Entries for labeling bounding boxes:
━━━━━━━━━━━━━━━━━━━━━━━━━━━━━━

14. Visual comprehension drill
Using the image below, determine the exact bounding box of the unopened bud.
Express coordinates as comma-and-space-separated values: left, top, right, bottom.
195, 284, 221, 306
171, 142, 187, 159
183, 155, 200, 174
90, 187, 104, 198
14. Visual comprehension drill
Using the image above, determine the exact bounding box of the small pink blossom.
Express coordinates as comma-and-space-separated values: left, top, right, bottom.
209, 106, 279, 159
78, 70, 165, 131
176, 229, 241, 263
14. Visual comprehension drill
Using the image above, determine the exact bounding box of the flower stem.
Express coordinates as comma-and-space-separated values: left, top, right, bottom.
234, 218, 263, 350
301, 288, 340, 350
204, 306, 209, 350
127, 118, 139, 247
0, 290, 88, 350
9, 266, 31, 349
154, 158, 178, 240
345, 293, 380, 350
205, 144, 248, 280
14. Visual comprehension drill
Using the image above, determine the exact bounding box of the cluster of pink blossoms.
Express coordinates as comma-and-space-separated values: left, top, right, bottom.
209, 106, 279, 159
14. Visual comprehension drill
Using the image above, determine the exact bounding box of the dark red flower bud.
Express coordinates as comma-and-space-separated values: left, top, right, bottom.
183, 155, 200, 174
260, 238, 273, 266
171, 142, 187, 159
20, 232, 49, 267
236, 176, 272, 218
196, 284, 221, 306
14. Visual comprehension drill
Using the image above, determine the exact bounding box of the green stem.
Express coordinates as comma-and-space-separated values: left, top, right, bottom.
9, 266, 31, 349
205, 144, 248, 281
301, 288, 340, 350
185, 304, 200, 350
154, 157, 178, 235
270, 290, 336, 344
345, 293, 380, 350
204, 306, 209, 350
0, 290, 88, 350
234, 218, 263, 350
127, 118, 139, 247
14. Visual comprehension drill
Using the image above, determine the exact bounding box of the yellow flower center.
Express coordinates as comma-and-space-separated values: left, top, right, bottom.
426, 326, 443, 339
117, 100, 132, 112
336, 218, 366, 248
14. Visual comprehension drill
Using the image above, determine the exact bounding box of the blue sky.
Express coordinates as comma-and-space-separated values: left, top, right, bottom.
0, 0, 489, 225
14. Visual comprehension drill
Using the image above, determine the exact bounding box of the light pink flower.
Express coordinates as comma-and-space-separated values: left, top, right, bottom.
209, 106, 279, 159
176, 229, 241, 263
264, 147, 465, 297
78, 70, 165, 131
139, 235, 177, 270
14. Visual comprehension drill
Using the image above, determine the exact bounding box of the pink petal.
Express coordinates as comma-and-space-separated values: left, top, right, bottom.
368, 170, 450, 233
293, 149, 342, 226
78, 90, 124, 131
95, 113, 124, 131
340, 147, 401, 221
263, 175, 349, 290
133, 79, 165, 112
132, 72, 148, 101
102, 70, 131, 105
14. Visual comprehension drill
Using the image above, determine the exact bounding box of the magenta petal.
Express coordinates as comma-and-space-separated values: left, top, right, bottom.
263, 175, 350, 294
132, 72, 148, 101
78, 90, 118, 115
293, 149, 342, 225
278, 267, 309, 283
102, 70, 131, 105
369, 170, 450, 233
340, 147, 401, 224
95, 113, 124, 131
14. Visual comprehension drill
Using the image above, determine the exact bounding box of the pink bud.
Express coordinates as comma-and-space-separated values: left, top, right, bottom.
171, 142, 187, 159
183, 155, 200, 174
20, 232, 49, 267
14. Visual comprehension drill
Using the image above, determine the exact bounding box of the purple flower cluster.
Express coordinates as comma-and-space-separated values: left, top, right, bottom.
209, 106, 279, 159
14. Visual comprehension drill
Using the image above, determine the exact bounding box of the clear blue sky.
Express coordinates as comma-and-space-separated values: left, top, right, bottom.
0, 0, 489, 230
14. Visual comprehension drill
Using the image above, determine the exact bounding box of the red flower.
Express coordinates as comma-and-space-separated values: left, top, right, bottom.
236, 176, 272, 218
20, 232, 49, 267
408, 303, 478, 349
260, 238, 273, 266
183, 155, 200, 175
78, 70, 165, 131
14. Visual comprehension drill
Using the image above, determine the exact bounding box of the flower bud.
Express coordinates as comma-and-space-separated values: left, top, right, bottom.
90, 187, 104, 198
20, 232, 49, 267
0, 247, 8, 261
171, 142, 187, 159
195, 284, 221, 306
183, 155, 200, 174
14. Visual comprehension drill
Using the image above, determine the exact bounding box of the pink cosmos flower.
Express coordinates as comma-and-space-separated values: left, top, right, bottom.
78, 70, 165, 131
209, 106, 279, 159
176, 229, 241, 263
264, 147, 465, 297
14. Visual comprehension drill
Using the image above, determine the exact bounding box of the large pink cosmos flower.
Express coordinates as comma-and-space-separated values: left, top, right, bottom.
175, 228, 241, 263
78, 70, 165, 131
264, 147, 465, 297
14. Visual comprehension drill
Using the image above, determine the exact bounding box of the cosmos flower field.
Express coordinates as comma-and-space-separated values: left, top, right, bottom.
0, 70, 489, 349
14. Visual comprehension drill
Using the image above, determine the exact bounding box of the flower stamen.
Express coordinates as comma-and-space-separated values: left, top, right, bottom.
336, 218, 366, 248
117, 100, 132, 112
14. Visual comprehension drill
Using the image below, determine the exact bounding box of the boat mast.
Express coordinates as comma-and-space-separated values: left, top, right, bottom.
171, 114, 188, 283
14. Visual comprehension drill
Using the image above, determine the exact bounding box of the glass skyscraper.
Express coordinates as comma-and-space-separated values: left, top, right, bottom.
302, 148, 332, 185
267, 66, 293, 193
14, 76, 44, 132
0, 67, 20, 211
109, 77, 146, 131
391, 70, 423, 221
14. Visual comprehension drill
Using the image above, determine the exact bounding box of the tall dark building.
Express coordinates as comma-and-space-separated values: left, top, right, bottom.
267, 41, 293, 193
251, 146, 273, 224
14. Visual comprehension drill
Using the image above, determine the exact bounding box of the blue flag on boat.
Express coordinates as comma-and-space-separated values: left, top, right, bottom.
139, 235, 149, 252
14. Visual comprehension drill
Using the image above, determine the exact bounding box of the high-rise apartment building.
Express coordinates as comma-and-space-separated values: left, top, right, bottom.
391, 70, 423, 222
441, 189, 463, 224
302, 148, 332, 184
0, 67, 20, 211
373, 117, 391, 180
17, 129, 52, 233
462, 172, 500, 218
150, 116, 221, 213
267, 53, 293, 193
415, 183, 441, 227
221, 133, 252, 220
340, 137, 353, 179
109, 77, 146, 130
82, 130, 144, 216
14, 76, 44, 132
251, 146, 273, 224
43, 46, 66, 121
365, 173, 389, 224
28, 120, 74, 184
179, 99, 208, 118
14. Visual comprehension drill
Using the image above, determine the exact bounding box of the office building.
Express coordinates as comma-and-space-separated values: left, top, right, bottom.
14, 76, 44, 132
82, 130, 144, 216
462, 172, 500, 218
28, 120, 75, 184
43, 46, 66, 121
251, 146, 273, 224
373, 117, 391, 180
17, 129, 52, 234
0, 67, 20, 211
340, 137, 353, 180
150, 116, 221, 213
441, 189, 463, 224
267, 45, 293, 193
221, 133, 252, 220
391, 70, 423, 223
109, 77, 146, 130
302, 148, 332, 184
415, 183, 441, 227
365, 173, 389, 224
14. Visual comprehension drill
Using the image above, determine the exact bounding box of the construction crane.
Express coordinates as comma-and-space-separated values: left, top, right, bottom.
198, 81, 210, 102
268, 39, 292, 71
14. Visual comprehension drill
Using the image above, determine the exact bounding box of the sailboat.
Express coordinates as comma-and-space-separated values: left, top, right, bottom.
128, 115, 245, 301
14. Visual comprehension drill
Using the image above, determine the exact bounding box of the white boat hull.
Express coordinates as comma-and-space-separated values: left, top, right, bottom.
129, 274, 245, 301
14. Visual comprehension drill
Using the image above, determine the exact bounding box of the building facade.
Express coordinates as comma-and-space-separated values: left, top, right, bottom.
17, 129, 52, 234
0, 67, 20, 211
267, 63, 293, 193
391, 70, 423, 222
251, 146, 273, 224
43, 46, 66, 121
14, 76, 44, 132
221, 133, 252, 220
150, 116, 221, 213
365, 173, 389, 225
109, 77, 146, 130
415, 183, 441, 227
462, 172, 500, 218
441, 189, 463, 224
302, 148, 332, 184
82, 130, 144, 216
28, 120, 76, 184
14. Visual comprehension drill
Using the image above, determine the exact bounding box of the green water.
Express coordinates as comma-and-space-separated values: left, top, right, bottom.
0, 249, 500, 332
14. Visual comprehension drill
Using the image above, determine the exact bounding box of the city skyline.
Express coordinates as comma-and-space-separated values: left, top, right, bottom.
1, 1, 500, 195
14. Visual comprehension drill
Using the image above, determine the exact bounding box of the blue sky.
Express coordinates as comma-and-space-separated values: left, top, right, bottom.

━━━━━━━━━━━━━━━━━━━━━━━━━━━━━━

Please show every line from the records above that contains the word "flower", copying each such line in full.

Using the image above, determine the exact bounding box of the flower stem.
Using the image above, determine the exact bounding box of the dark red flower bud.
Using the image above, determine the exact bounding box of the yellow flower center.
Using the image above, determine the exact bounding box of the light pink flower.
Using the image above, determine the exact bounding box of the purple flower cluster.
Using the image above, determine the exact bounding box of the red flower.
Using the image above, determine the exact bounding box of the flower bud.
Using the image above, determine the exact bounding box of the pink cosmos flower.
Using the image above, determine the exact bounding box of the large pink cosmos flower.
Using the image above, determine the exact bounding box of the cosmos flower field.
Using the image above, determine the exact bounding box of the flower stamen.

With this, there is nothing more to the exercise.